§ PROBLEM DETAILS: Write out all the material below word for word, but leave out the pictures.
# # # #
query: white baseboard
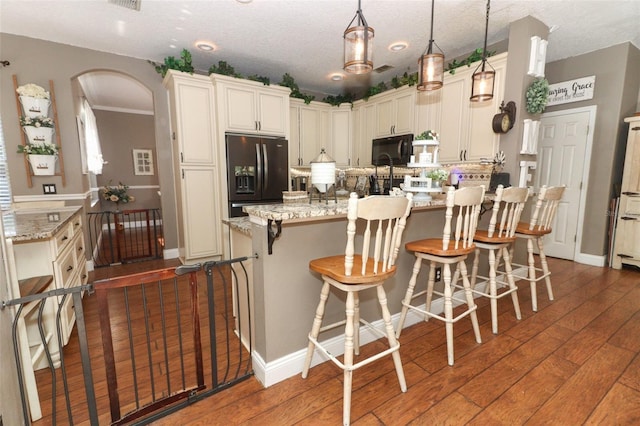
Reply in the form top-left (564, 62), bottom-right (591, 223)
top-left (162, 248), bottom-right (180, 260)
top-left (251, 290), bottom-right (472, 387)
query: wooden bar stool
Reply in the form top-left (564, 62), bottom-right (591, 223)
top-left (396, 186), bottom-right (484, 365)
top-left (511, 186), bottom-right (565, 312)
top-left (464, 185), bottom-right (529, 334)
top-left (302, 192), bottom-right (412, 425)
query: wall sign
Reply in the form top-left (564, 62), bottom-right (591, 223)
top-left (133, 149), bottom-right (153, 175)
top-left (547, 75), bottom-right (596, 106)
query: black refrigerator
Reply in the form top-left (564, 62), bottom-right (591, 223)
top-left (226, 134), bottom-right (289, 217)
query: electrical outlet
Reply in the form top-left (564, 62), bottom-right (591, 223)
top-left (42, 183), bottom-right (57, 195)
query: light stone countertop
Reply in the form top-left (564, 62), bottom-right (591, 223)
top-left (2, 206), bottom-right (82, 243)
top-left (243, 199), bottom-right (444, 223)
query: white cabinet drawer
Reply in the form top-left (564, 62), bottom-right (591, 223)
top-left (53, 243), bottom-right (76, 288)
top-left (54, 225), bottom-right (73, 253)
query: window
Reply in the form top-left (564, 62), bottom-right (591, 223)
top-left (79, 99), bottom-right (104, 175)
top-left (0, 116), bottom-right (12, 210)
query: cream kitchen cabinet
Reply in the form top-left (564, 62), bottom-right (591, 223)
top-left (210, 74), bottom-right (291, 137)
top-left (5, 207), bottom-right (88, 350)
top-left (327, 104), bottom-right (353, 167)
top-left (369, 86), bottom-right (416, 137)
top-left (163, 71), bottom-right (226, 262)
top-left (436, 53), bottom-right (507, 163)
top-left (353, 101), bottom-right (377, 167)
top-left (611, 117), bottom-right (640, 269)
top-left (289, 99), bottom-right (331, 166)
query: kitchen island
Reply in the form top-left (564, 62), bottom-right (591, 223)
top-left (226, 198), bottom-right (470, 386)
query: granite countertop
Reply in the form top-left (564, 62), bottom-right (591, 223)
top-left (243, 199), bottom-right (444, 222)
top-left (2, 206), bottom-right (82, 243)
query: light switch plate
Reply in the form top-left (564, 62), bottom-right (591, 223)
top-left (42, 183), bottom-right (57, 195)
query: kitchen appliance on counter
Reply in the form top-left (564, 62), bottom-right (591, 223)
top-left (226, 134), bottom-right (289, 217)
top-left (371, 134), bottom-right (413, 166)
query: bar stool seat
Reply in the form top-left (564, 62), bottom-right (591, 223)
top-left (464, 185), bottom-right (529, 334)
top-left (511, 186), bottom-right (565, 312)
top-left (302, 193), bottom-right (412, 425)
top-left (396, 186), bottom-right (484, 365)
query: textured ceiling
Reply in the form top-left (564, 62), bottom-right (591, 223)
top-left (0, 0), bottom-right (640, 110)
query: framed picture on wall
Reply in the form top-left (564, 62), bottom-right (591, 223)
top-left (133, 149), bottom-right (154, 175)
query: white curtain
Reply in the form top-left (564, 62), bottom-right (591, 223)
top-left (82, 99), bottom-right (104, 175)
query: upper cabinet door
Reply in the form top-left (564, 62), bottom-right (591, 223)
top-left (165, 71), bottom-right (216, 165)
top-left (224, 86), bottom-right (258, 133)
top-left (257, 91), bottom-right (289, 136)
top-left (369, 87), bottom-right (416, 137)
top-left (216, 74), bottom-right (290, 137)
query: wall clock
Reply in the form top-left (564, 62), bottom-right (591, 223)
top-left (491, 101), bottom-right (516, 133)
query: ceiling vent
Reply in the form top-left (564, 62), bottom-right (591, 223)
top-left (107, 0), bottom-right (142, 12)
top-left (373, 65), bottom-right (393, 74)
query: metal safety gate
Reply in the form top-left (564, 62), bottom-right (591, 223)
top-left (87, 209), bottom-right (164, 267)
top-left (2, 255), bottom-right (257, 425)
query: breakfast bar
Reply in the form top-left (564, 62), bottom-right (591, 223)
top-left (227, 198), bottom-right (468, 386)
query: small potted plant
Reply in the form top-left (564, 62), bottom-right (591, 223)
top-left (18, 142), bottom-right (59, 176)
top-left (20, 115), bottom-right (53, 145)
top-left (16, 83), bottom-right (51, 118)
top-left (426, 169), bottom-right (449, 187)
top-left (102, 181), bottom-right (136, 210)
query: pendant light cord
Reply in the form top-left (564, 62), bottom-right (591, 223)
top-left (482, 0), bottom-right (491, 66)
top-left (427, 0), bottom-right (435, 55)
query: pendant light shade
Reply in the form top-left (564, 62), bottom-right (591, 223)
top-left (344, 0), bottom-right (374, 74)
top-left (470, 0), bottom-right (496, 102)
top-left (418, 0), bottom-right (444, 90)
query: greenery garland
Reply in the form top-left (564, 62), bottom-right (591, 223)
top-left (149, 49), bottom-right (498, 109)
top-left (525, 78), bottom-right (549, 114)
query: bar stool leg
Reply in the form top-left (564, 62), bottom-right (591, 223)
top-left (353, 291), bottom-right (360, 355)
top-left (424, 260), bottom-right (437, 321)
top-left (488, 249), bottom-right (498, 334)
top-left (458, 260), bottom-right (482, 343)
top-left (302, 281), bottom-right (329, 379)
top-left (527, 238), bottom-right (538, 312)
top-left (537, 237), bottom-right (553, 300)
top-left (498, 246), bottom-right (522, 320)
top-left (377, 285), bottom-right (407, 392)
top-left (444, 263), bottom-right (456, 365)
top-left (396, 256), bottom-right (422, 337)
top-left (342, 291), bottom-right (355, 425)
# # # #
§ TASK SOLUTION:
query: white baseboard
Reply in the form top-left (564, 62), bottom-right (591, 223)
top-left (162, 248), bottom-right (180, 260)
top-left (251, 290), bottom-right (472, 387)
query: wooden bar stool
Reply in the form top-left (564, 62), bottom-right (591, 223)
top-left (396, 186), bottom-right (484, 365)
top-left (511, 186), bottom-right (565, 312)
top-left (464, 185), bottom-right (529, 334)
top-left (302, 192), bottom-right (412, 425)
query: wall sign
Reply in the form top-left (564, 62), bottom-right (591, 223)
top-left (133, 149), bottom-right (153, 175)
top-left (547, 75), bottom-right (596, 106)
query: black refrigerator
Reply in the form top-left (564, 62), bottom-right (591, 223)
top-left (226, 134), bottom-right (289, 217)
query: electrical outlet
Reply in the form top-left (564, 62), bottom-right (591, 223)
top-left (42, 183), bottom-right (57, 195)
query: light stone countertop
Reply in the form top-left (564, 62), bottom-right (591, 223)
top-left (2, 206), bottom-right (82, 243)
top-left (243, 199), bottom-right (444, 223)
query: white cabinet drawer
Reply in the form top-left (564, 62), bottom-right (591, 223)
top-left (53, 243), bottom-right (76, 288)
top-left (54, 225), bottom-right (73, 253)
query: window
Reply in the form top-left (564, 62), bottom-right (591, 223)
top-left (79, 99), bottom-right (104, 175)
top-left (0, 116), bottom-right (12, 210)
query: cream kitchen cabinet
Reply in the form top-left (564, 62), bottom-right (591, 223)
top-left (210, 74), bottom-right (291, 137)
top-left (5, 207), bottom-right (88, 350)
top-left (327, 104), bottom-right (353, 167)
top-left (369, 86), bottom-right (416, 137)
top-left (163, 71), bottom-right (226, 262)
top-left (436, 53), bottom-right (507, 163)
top-left (353, 101), bottom-right (377, 167)
top-left (611, 117), bottom-right (640, 269)
top-left (289, 99), bottom-right (331, 166)
query: kitchen island
Reply in the form top-left (564, 62), bottom-right (591, 223)
top-left (226, 198), bottom-right (470, 386)
query: granite countertop
Reply in the form top-left (564, 62), bottom-right (591, 223)
top-left (243, 199), bottom-right (444, 222)
top-left (2, 206), bottom-right (82, 243)
query: light switch plate
Reply in the form top-left (564, 62), bottom-right (591, 223)
top-left (42, 183), bottom-right (57, 195)
query: kitchen appliance on counter
Reply in the form top-left (564, 62), bottom-right (591, 223)
top-left (226, 134), bottom-right (289, 217)
top-left (371, 134), bottom-right (413, 166)
query: bar stool seat
Reply in the form top-left (564, 62), bottom-right (591, 223)
top-left (464, 185), bottom-right (529, 334)
top-left (511, 186), bottom-right (565, 312)
top-left (302, 193), bottom-right (412, 425)
top-left (396, 186), bottom-right (484, 365)
query: textured ceiling
Reply in the form top-left (564, 62), bottom-right (591, 223)
top-left (0, 0), bottom-right (640, 110)
query: framed picture on wall
Reply in the form top-left (564, 62), bottom-right (591, 223)
top-left (133, 149), bottom-right (154, 175)
query: white curtain
Reply in the form top-left (564, 62), bottom-right (591, 223)
top-left (82, 99), bottom-right (104, 175)
query: upper cabinet door
Reply in the form top-left (564, 62), bottom-right (591, 223)
top-left (165, 71), bottom-right (216, 165)
top-left (224, 86), bottom-right (258, 133)
top-left (257, 91), bottom-right (289, 136)
top-left (369, 87), bottom-right (416, 137)
top-left (216, 74), bottom-right (290, 137)
query: wall clock
Reply in the form top-left (564, 62), bottom-right (591, 223)
top-left (491, 101), bottom-right (516, 133)
query: ceiling vent
Reply in the form top-left (564, 62), bottom-right (591, 223)
top-left (107, 0), bottom-right (142, 12)
top-left (373, 65), bottom-right (393, 74)
query: metal safety gate
Reply in the form top-left (564, 62), bottom-right (591, 223)
top-left (87, 209), bottom-right (164, 267)
top-left (2, 255), bottom-right (257, 425)
query: breakfast bar
Reply in the form top-left (564, 62), bottom-right (591, 223)
top-left (227, 198), bottom-right (468, 386)
query: small potted plant
Reply in the form top-left (564, 62), bottom-right (591, 223)
top-left (18, 142), bottom-right (59, 176)
top-left (20, 115), bottom-right (53, 145)
top-left (16, 83), bottom-right (51, 118)
top-left (426, 169), bottom-right (449, 187)
top-left (102, 181), bottom-right (136, 210)
query: pendant light cord
Reply in the form top-left (564, 62), bottom-right (591, 223)
top-left (482, 0), bottom-right (491, 66)
top-left (427, 0), bottom-right (435, 55)
query: pendant light shade
Reply in the form top-left (564, 62), bottom-right (591, 223)
top-left (344, 0), bottom-right (374, 74)
top-left (470, 0), bottom-right (496, 102)
top-left (418, 0), bottom-right (444, 90)
query: greenery garland
Reply in the form top-left (564, 62), bottom-right (591, 223)
top-left (149, 49), bottom-right (498, 109)
top-left (525, 78), bottom-right (549, 114)
query: bar stool leg
Reply in the form top-left (564, 62), bottom-right (591, 223)
top-left (353, 291), bottom-right (360, 355)
top-left (424, 260), bottom-right (437, 321)
top-left (488, 249), bottom-right (498, 334)
top-left (458, 260), bottom-right (482, 343)
top-left (302, 281), bottom-right (329, 379)
top-left (527, 238), bottom-right (538, 312)
top-left (537, 237), bottom-right (553, 300)
top-left (498, 246), bottom-right (522, 320)
top-left (377, 285), bottom-right (407, 392)
top-left (444, 263), bottom-right (456, 365)
top-left (396, 256), bottom-right (422, 337)
top-left (342, 291), bottom-right (355, 425)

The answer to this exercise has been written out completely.